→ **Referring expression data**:
[Start of section]

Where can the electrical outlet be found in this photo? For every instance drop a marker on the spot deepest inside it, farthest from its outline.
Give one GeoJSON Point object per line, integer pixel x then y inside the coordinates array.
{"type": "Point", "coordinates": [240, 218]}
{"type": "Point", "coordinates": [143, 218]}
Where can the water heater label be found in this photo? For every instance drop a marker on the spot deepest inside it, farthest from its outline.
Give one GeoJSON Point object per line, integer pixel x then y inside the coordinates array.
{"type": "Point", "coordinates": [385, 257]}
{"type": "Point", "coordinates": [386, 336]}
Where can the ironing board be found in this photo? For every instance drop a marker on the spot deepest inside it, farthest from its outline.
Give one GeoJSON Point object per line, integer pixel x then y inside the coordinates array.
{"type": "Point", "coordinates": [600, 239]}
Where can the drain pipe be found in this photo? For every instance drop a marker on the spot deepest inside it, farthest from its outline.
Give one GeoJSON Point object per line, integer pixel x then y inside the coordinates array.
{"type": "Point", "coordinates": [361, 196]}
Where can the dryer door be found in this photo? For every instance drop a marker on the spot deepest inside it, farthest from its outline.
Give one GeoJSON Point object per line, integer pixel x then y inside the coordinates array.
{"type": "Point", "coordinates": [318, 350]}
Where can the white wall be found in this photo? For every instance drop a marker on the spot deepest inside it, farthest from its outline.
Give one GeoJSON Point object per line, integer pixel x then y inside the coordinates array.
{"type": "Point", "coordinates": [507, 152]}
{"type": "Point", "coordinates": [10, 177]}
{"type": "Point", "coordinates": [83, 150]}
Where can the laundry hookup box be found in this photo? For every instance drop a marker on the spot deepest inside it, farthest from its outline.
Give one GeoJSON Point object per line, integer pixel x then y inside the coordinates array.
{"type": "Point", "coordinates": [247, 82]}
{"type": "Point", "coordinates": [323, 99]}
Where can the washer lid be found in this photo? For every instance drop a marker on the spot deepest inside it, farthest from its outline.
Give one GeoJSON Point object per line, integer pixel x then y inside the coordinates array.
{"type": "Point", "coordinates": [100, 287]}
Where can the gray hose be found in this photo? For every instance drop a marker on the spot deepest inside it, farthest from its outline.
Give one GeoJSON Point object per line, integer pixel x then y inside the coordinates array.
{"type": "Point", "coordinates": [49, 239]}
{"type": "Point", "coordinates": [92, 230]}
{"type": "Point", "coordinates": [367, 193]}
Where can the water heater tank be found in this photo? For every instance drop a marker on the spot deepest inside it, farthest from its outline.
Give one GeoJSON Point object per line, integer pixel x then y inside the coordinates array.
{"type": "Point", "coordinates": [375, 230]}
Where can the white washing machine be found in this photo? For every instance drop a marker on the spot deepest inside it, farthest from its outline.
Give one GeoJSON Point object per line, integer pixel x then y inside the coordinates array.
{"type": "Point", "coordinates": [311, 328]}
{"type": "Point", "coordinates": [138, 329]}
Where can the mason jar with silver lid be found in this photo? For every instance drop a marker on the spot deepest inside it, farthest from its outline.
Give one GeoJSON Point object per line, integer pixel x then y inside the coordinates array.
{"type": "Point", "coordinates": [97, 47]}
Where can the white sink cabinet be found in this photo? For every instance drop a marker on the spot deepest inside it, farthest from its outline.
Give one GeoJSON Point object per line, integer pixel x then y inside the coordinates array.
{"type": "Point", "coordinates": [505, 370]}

[End of section]

→ **What the task requires**: The whole block of data above should be printed again verbatim.

→ **Expected answer**:
Where can the electrical outlet be found in this photo? For every instance drop a marker on the spot deepest inside it, farthest from its outline.
Give one GeoJSON Point object per line, integer pixel x then y inside the coordinates array.
{"type": "Point", "coordinates": [240, 218]}
{"type": "Point", "coordinates": [143, 218]}
Where can the water heater label be found in this photo? For every instance drop a marker on the spot deepest inside it, farthest from its outline.
Give one GeoJSON Point object per line, integer pixel x then y inside the coordinates array.
{"type": "Point", "coordinates": [385, 257]}
{"type": "Point", "coordinates": [386, 336]}
Where can the ironing board be found in this photo? For every instance drop a marker on the spot deepest inside it, farthest from its outline.
Give one GeoJSON Point object per line, integer pixel x then y inside the coordinates array.
{"type": "Point", "coordinates": [600, 239]}
Where can the drain pipe be found in this photo? For every instance drop a marker on the spot deepest inside it, farthest from its outline.
Give one GeoJSON Point object per line, integer pixel x then y inside the coordinates array.
{"type": "Point", "coordinates": [361, 196]}
Where can the dryer door be found in this photo? For every instance drop a marker on the spot deepest inside it, farthest from its outline.
Give one GeoJSON Point object per line, integer pixel x then y inside the coordinates array.
{"type": "Point", "coordinates": [318, 350]}
Where can the white wall be found in this photo? For every instance drop a marker on the spot deepest inside it, farthest from its outline.
Give one GeoJSON Point object per line, integer pixel x then y inside the coordinates array.
{"type": "Point", "coordinates": [507, 152]}
{"type": "Point", "coordinates": [10, 177]}
{"type": "Point", "coordinates": [83, 150]}
Where can the laundry hookup box be found in this photo? For every instance drop a marker on the spot deepest inside it, farthest from its outline.
Give one GeoJSON Point object per line, integer pixel x then y inside the coordinates array.
{"type": "Point", "coordinates": [247, 82]}
{"type": "Point", "coordinates": [323, 99]}
Where can the washer lid be found in this photo? For every instance drop a marker on the spot deepest inside it, farthest from its outline.
Give one GeoJSON Point object per line, integer pixel x then y inside the coordinates array.
{"type": "Point", "coordinates": [100, 287]}
Where can the gray hose be found in this photo? For every instance drop a marker on the spot deepest inside it, farthest from its outline.
Give one GeoJSON Point object per line, integer pixel x then y inside the coordinates array.
{"type": "Point", "coordinates": [49, 239]}
{"type": "Point", "coordinates": [92, 230]}
{"type": "Point", "coordinates": [367, 193]}
Where can the water heater tank be found in this photo? For every instance drop a marker on the spot deepest inside it, farthest from its outline.
Give one GeoJSON Point object per line, integer pixel x then y inside the coordinates array.
{"type": "Point", "coordinates": [375, 230]}
Where can the white washing machine be found in this photo? For every instance drop a marker on the spot deepest inside it, farthest from its outline.
Give one GeoJSON Point object per line, integer pixel x then y inside the coordinates array.
{"type": "Point", "coordinates": [311, 328]}
{"type": "Point", "coordinates": [138, 329]}
Where can the mason jar with silver lid be found in this photo? For every instance drop a marker on the spot deepest inside it, farthest from its outline.
Give one GeoJSON Point object per line, integer pixel x then y inside the coordinates array.
{"type": "Point", "coordinates": [97, 47]}
Where can the white sink cabinet be found in this photo? For every instance drop a marker on the spot deepest inside it, farthest from its outline.
Give one GeoJSON Point object per line, integer pixel x then y inside the coordinates array.
{"type": "Point", "coordinates": [505, 370]}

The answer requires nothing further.